- _Given entries_:

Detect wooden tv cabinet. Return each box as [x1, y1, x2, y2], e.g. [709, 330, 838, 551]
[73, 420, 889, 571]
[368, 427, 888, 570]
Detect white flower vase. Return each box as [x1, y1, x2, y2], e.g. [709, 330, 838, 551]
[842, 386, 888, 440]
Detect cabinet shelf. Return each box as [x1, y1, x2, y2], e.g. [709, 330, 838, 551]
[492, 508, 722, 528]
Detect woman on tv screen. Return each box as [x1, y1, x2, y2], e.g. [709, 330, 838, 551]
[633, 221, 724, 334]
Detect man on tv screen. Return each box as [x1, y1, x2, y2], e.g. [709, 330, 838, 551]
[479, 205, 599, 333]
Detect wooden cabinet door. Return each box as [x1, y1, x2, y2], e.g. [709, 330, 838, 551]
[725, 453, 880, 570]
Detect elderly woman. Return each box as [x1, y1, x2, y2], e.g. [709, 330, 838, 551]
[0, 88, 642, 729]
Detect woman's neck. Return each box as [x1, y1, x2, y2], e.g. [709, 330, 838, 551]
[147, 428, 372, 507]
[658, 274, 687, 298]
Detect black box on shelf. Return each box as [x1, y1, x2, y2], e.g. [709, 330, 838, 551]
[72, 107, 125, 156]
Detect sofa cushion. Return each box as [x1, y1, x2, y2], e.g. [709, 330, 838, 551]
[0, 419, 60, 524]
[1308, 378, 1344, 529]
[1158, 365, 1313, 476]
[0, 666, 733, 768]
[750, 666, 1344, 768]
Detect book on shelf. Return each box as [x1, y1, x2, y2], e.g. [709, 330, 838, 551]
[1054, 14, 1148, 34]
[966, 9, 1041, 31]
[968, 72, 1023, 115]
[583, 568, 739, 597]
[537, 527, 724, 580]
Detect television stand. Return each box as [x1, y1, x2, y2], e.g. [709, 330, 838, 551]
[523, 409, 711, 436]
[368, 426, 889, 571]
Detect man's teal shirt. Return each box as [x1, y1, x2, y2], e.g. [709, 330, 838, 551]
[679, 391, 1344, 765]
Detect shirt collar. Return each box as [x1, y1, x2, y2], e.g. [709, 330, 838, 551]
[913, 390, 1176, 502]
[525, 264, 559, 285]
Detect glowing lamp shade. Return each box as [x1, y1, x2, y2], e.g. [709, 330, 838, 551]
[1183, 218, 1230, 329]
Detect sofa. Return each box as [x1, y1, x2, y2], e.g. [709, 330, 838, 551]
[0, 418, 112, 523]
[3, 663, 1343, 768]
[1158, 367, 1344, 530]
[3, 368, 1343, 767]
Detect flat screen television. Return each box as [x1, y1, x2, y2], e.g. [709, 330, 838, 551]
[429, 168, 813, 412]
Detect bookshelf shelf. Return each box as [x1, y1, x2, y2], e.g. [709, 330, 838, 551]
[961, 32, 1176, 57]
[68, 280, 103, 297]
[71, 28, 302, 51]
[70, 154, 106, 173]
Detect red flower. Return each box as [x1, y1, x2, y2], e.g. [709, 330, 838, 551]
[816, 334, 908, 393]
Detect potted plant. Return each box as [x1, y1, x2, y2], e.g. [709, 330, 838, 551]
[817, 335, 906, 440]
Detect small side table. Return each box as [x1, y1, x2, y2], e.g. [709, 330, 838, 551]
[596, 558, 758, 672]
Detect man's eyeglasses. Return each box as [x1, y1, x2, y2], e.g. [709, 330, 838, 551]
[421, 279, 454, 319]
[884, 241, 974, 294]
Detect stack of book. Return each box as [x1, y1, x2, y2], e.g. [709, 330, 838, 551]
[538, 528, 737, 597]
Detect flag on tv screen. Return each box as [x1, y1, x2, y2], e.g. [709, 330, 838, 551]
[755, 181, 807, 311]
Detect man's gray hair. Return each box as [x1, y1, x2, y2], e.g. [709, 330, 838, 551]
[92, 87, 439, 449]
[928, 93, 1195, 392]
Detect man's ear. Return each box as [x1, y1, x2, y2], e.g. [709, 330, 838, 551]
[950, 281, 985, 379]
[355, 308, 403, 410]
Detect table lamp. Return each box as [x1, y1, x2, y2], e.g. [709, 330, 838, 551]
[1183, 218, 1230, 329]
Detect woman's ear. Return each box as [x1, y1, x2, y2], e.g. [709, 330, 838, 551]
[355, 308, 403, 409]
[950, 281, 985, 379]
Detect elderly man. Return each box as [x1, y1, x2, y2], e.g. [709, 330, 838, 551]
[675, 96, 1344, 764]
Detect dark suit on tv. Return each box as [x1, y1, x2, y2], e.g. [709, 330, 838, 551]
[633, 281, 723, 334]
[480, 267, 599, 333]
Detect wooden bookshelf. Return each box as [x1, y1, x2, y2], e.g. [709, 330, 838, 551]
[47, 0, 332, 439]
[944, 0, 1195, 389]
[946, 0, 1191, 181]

- _About this task_:
Retype the entries. Every line must match exactly.

- _Answer to this exercise_:
Detect wooden tv cabinet. Return each box as [x1, y1, x2, y2], e.g. [709, 330, 838, 551]
[73, 420, 889, 571]
[368, 427, 888, 570]
Detect white flower vase. Return each box as [x1, y1, x2, y2], e.g. [709, 330, 838, 551]
[842, 386, 888, 440]
Detect cabinet shelf. Return each box as [x1, y1, x2, y2], e.g. [709, 330, 838, 551]
[492, 508, 722, 528]
Detect woman on tv screen. Return each box as [x1, y1, x2, y2], e.g. [709, 330, 838, 551]
[633, 221, 724, 334]
Detect man on tv screen. Return each box as [x1, y1, x2, y2], e.g. [709, 330, 838, 551]
[479, 205, 599, 333]
Detect wooden cabinet door. Return each box as [x1, y1, x2, y2], e.g. [709, 330, 838, 551]
[725, 453, 880, 570]
Detect elderly woman. Return each box as [x1, y1, x2, y2], e.g. [709, 330, 838, 551]
[0, 88, 642, 729]
Detect woman's neck. Return each box as [x1, y1, x2, y2], e.g. [709, 330, 838, 551]
[147, 428, 372, 507]
[658, 274, 687, 298]
Detect black box on shelf. Return each box as [x1, y1, x2, y2], e.g. [709, 330, 838, 551]
[72, 107, 125, 156]
Detect sofa cushion. Return each box as [x1, y1, x2, y2], e.g. [709, 330, 838, 551]
[0, 419, 60, 524]
[1308, 378, 1344, 529]
[1158, 365, 1313, 476]
[0, 666, 733, 768]
[750, 666, 1344, 768]
Detect book on shelf. Return each box as [x1, y1, x2, y2], e.g. [709, 330, 838, 551]
[1054, 14, 1148, 34]
[966, 9, 1041, 31]
[968, 72, 1023, 115]
[583, 568, 739, 597]
[537, 527, 724, 580]
Detect television stand. Return each box as [x1, y1, x2, y2], e.g. [709, 330, 838, 551]
[523, 409, 711, 436]
[368, 426, 889, 571]
Detect man's teal shirt. Return each box as [x1, y1, x2, y2], e.g. [709, 330, 838, 551]
[679, 391, 1344, 765]
Detect shirt collar. Return each box as [x1, y1, x2, y2], e.g. [709, 330, 838, 551]
[913, 390, 1176, 502]
[525, 264, 559, 285]
Detect glowing lamp shade. Return each box as [x1, y1, x2, y2], e.g. [709, 330, 838, 551]
[1183, 218, 1230, 329]
Detect sofa. Return each box as [x1, y1, x2, y2], e.g. [709, 330, 838, 551]
[0, 418, 112, 523]
[3, 663, 1343, 768]
[1158, 367, 1344, 530]
[3, 368, 1343, 767]
Detect flat screen television. Return each box as [x1, y1, x2, y2], e.g. [709, 330, 838, 551]
[429, 168, 813, 412]
Detect bookshelf shelf. Return each box as [x1, y1, x2, y2], e.g. [709, 330, 838, 551]
[961, 32, 1176, 57]
[68, 280, 103, 297]
[71, 28, 302, 51]
[70, 154, 106, 173]
Detect red flower. Return each box as [x1, y1, x2, y2], e.g. [709, 330, 838, 551]
[816, 334, 908, 393]
Detect potted plant. Return each box as [x1, y1, x2, y2], e.g. [709, 330, 838, 551]
[817, 335, 906, 440]
Detect small side table. Return each box as [x1, y1, x2, y2], e.g. [709, 330, 838, 551]
[596, 558, 758, 672]
Detect man's eyeglasses. Return each box as [x1, y1, x2, y2], e.g. [709, 330, 838, 551]
[421, 279, 454, 319]
[884, 241, 974, 294]
Detect stack of book. Return each box as [x1, y1, x2, y2], e.g. [709, 330, 838, 551]
[538, 528, 737, 597]
Detect flag on tv screen. Return each box as [x1, y1, x2, y2], e.g. [709, 330, 838, 551]
[755, 181, 807, 311]
Detect man's gray hair. Return each box as [x1, y1, x2, y2], e.g. [709, 330, 838, 551]
[92, 87, 439, 449]
[928, 93, 1195, 392]
Detect man's ear. Return each box as [x1, y1, x2, y2], e.g. [709, 330, 838, 551]
[950, 281, 985, 379]
[355, 308, 403, 410]
Detect table lamp. Return each box as [x1, y1, x2, y2], e.g. [709, 330, 838, 551]
[1183, 218, 1230, 329]
Detect woman's ear. Return each box as [x1, y1, x2, y2], e.g. [709, 330, 838, 551]
[355, 308, 403, 409]
[950, 281, 985, 379]
Detect elderly man. Return each box as [x1, y1, x2, y2], e.g. [709, 330, 838, 551]
[675, 96, 1344, 764]
Detect dark suit on tv. Return each box as [x1, y1, x2, y2], e.g. [709, 330, 838, 551]
[633, 281, 723, 334]
[480, 267, 599, 333]
Detect wooden bookshelf. Return each box as [x1, y1, x2, y2], e.g. [709, 330, 838, 551]
[47, 0, 332, 439]
[944, 0, 1195, 389]
[946, 0, 1191, 181]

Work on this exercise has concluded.